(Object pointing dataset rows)
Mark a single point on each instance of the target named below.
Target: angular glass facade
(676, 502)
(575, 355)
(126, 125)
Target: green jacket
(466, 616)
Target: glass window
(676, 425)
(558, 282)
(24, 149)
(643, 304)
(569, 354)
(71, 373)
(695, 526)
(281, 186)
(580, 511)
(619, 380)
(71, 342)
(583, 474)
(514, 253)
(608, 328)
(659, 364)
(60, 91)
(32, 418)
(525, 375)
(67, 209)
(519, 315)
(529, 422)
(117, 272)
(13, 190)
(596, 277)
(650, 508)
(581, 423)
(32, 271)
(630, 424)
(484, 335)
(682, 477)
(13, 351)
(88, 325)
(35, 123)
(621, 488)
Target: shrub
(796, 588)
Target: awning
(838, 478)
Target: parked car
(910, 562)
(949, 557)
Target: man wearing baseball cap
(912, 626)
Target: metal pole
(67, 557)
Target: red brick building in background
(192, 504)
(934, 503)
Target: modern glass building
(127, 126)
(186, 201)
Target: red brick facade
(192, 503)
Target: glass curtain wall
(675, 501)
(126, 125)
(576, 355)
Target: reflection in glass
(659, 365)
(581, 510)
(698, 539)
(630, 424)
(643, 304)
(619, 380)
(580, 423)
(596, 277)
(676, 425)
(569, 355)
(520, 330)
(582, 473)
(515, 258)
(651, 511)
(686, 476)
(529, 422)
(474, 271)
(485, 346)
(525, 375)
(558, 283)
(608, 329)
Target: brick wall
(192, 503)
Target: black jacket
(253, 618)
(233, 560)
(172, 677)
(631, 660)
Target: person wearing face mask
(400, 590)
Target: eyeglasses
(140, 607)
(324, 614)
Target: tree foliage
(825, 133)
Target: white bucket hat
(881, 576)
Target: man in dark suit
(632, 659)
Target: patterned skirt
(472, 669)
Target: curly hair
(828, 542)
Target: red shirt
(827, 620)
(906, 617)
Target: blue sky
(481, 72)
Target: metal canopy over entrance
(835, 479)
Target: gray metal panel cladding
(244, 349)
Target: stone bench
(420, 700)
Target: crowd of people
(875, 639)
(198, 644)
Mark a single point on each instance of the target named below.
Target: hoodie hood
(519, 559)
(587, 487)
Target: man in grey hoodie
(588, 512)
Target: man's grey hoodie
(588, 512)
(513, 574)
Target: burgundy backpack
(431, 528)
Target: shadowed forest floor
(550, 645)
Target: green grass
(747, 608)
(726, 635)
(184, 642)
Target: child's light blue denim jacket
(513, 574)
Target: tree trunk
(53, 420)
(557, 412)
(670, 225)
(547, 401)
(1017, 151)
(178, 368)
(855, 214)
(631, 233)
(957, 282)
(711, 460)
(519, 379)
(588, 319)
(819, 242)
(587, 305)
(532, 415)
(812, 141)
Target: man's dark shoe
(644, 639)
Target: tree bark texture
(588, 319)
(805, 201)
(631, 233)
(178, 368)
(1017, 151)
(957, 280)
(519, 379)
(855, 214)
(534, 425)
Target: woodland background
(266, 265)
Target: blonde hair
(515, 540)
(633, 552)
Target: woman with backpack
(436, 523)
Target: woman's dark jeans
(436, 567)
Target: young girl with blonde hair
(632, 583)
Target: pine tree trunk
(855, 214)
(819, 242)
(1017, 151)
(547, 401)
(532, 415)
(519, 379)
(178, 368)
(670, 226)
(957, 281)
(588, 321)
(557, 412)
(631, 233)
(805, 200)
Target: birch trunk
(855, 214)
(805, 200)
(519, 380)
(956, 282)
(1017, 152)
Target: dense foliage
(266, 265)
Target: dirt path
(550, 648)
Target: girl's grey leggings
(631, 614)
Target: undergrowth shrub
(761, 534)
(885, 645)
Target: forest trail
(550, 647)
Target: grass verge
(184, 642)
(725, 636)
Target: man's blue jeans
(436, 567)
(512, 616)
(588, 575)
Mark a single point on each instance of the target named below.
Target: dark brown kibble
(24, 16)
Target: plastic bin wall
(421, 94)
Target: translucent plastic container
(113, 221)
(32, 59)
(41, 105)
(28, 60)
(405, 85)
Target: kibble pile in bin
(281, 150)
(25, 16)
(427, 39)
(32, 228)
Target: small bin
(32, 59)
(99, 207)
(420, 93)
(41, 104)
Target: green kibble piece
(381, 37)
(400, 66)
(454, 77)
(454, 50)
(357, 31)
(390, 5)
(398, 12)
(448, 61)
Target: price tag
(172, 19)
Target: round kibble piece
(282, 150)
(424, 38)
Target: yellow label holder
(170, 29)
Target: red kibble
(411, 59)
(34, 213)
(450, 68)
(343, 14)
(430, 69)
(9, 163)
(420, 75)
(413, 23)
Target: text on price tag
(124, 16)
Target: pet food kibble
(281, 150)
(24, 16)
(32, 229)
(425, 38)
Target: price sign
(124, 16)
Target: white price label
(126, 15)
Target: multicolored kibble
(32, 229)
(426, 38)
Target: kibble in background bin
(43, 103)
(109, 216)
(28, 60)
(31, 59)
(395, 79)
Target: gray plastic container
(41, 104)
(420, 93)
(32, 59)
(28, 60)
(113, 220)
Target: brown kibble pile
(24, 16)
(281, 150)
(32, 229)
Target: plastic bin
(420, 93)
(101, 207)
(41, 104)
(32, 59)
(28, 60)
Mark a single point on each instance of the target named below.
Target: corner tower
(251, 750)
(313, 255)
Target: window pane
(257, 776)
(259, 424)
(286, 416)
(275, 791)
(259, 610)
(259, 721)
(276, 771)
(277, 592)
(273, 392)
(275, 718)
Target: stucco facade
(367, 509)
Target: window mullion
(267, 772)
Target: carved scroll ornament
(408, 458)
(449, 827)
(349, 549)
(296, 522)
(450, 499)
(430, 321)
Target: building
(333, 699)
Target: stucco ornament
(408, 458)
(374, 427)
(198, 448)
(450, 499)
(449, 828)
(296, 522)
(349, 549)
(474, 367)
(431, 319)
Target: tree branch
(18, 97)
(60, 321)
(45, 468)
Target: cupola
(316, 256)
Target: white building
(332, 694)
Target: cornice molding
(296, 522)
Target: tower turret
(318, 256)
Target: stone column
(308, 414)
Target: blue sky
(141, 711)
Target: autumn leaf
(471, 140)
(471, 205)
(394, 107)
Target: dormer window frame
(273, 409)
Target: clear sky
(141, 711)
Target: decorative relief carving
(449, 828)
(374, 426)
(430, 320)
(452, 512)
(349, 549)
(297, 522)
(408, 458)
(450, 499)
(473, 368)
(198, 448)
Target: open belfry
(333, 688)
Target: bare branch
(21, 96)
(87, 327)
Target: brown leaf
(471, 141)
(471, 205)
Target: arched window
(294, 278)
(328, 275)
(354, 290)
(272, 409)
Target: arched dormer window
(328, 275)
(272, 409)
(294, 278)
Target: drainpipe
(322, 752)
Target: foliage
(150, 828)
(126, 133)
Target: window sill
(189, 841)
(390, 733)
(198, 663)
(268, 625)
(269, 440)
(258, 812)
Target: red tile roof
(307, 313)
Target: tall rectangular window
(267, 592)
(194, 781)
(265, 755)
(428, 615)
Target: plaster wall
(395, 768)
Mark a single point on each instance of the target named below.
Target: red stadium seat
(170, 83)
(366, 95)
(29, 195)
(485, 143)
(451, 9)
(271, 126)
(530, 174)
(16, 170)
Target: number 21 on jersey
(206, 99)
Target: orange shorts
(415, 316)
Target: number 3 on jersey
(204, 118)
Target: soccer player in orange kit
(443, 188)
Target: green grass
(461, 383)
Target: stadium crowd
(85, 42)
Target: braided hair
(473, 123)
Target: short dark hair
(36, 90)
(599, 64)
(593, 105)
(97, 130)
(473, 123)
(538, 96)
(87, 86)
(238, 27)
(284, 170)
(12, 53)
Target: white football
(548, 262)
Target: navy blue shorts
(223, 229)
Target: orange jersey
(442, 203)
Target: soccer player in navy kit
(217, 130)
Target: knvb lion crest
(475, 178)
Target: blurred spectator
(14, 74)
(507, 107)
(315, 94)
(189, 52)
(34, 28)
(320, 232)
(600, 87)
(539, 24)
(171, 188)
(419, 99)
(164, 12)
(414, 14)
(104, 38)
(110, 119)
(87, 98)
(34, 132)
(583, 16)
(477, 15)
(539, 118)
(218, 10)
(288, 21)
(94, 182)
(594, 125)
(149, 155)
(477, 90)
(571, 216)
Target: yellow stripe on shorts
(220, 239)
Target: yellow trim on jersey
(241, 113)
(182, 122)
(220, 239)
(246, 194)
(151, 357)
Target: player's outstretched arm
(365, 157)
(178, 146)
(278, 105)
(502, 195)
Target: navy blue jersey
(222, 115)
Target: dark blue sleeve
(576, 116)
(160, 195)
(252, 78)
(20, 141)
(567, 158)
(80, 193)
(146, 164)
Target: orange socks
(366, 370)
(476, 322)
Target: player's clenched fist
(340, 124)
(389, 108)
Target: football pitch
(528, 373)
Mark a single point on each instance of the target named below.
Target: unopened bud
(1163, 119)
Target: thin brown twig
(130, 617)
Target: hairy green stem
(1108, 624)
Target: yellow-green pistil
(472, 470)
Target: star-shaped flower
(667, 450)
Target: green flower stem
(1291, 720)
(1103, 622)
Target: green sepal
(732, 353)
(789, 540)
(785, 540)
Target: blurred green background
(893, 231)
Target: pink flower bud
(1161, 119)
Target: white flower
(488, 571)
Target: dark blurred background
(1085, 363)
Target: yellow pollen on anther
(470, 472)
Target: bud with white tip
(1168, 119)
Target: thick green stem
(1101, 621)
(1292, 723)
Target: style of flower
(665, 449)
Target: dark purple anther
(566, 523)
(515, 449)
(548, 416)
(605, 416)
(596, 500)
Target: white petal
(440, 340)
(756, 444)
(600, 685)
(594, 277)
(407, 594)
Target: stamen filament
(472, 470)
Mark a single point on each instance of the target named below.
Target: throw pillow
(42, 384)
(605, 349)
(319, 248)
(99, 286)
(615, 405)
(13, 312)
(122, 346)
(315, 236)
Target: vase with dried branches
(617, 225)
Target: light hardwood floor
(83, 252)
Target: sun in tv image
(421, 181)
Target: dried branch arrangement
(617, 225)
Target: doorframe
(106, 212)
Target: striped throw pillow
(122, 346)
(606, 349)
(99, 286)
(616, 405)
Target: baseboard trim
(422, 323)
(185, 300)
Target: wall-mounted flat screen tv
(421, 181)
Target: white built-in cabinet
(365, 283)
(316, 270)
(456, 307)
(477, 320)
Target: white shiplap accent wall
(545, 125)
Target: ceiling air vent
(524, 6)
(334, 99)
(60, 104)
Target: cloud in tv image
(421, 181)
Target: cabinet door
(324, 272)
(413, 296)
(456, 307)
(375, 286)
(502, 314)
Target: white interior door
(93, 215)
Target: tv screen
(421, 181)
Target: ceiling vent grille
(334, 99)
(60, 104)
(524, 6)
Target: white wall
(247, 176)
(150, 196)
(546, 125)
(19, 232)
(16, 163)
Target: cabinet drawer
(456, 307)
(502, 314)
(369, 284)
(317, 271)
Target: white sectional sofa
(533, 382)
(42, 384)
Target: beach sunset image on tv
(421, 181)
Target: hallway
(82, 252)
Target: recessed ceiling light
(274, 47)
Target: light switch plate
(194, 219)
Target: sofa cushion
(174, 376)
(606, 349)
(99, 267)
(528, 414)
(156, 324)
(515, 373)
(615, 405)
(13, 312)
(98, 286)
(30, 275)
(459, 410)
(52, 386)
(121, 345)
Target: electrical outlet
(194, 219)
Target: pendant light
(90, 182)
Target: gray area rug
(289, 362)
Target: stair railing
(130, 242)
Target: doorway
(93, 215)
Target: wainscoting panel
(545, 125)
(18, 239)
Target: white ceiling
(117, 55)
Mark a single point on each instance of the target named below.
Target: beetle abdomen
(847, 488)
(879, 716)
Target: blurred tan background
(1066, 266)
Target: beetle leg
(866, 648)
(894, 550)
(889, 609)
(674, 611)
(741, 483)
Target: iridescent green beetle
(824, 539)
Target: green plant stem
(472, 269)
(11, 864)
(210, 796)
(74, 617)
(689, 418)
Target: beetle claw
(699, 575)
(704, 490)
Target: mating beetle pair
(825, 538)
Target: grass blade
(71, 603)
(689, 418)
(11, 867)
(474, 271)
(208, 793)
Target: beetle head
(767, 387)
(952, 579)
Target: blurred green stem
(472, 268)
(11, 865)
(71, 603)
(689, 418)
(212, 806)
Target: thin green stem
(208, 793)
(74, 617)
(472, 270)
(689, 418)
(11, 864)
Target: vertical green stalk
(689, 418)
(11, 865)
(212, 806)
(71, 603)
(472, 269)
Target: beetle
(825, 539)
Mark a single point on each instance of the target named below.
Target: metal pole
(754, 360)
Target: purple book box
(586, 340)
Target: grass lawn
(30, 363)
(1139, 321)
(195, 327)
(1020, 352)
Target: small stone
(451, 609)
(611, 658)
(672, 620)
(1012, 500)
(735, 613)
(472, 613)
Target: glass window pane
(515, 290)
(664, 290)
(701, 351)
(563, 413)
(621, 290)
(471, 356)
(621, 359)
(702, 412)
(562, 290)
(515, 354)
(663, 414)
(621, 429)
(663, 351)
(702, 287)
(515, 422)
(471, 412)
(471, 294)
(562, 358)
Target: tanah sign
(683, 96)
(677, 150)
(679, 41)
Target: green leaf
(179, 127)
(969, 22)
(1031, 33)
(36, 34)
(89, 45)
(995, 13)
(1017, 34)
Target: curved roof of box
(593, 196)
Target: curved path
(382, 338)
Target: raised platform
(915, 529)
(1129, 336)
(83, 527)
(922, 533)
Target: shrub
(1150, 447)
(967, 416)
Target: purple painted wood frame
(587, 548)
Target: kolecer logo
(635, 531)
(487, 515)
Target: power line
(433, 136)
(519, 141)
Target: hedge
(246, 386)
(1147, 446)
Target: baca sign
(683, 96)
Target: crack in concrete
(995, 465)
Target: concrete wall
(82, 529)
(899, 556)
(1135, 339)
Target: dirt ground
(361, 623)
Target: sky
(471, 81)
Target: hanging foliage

(Short exercise)
Rewrite the rows from the line with "Target: power line" up to and including the last row, keeping every line and scaling each point coordinate by 2.45, rounded to the nearest whole number with halves rounded up.

(Task output)
Target: power line
(1061, 333)
(1272, 345)
Target: hedge
(603, 946)
(2810, 1093)
Target: baca sign
(1673, 235)
Target: crack in concrete
(2438, 1139)
Target: concrete wall
(201, 1296)
(2203, 1362)
(2781, 831)
Target: dirt ground
(884, 1526)
Target: sky
(1154, 198)
Target: hanging foliage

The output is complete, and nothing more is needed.